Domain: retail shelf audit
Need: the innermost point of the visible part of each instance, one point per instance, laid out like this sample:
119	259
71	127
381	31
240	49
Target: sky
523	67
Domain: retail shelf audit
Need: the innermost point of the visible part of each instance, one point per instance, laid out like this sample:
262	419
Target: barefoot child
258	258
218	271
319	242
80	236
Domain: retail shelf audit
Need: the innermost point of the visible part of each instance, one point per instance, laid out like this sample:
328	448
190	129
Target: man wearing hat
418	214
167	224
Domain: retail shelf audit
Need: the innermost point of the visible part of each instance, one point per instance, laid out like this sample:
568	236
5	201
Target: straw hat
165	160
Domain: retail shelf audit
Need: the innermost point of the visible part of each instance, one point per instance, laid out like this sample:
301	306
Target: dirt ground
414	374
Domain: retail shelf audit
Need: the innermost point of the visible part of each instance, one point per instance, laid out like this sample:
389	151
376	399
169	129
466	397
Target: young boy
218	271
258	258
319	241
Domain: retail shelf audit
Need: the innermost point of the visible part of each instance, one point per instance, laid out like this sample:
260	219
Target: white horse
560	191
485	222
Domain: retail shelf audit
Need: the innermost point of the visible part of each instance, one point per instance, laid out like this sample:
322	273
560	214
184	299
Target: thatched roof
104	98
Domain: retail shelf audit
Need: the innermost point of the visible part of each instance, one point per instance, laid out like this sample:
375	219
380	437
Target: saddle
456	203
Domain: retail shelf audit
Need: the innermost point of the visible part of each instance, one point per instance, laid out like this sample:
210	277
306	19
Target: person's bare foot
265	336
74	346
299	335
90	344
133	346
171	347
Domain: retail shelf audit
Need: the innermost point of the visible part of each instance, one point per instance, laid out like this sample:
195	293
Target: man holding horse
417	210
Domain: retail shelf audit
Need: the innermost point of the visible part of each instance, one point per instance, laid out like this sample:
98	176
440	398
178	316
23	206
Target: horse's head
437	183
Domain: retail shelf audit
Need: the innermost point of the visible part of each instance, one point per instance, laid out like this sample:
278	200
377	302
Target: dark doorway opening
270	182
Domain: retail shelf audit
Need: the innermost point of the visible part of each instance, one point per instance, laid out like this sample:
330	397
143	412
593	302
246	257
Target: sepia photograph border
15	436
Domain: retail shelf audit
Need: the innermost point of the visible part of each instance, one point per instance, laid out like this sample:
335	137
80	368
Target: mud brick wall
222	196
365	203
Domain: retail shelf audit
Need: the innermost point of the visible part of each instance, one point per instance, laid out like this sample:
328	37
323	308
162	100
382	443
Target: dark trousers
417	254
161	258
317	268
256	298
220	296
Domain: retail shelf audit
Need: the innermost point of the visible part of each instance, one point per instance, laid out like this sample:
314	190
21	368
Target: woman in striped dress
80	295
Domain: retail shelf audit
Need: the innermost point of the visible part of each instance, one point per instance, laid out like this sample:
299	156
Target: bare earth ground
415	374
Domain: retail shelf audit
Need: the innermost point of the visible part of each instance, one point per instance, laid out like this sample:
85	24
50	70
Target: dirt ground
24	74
═══
Every line of the material must be returned exactly as it appears.

EXERCISE RESULT
Domain: retail shelf audit
Need: the innermost point of the visible part of each instance, one point per instance, laid out like this sample:
119	259
71	127
381	31
240	49
Target: sky
523	67
Domain: retail shelf audit
Need: the innermost point of the visible part of each instance, one point per instance, laid out like this sample:
262	419
Target: barefoot child
258	258
218	271
319	242
80	236
Domain: retail shelf audit
Need: the innermost point of the visible part of each instance, one point per instance, laid out like this sample:
328	448
190	129
Target: man wearing hat
418	214
167	224
Domain: retail shelf audit
Need: the innermost point of the visible part of each instance, one point per instance, laid out like this sample:
568	236
5	201
Target: straw hat
165	160
Domain: retail shelf audit
Need: the innermost point of the visible part of each instance, one point per instance, laid out like this sample:
301	306
Target: dirt ground
414	374
Domain: retail shelf audit
Need: the innermost point of the visible part of each instance, one point per instance, laid out like this sample:
389	151
376	399
169	129
466	397
Target: young boy
218	271
258	258
319	241
Domain: retail shelf audit
Need: the innermost point of the visible part of each instance, one point per instance, laid out like this sample:
260	219
Target: white horse
560	191
485	222
Domain: retail shelf audit
Need: the innermost point of the visible part of each instance, one point per instance, laid out like this sample:
322	273
560	214
184	299
Target: thatched roof
104	98
Domain: retail shelf audit
Need: the innermost point of the visible part of each instance, one point per instance, laid out like this sample:
375	219
380	437
Target: saddle
456	203
Domain: retail shelf audit
Need: the innermost point of the visible part of each instance, one point per instance, laid out like this sample:
210	277
306	19
Target: person's bare foot
265	336
74	346
299	335
90	344
133	346
171	347
Domain: retail shelf audit
Need: the innermost point of the visible part of each instance, one point per instance, laid out like this sample:
195	293
Target: man holding horse
417	210
Domain: retail shelf audit
Need: the innermost point of the visible part of each instance, one point per instance, laid out like this sample:
98	176
440	398
178	316
23	206
Target: horse's head
437	183
Domain: retail shelf audit
Need: the innermost point of the visible part of each instance, one point per instance, laid out like this sample:
278	200
377	302
Target: dark doorway opening
270	182
Domain: retail shelf audit
Need: the innermost point of the visible part of each instance, one point per instance, laid out like this sample:
330	397
143	412
593	302
246	257
Target: sepia photograph border
15	436
Domain: retail shelf audit
Need: the innermost point of the visible part of each instance, one point per instance, laid out like this sample:
335	137
80	368
Target: mud brick wall
222	196
365	203
Domain: retail shelf audit
Need: the innermost point of the visible part of each instance, one point per instance, laid out like this sample:
328	37
323	308
162	100
382	443
Target: dark trousers
417	254
161	258
317	268
256	298
220	296
Domain: retail shelf audit
Need: the innermost point of the visible part of each instance, one point per instance, laid out like this sample:
314	190
21	368
Target: woman in striped dress
80	295
Domain: retail shelf audit
Need: the innermost point of the visible part of each instance, one point per instance, laid out like this sample:
299	156
Target: bare earth ground
415	374
Domain: retail shelf audit
Need: the innermost point of the visible part of each instance, one point per instance, laid out like this sample:
85	24
50	70
Target: dirt ground
24	74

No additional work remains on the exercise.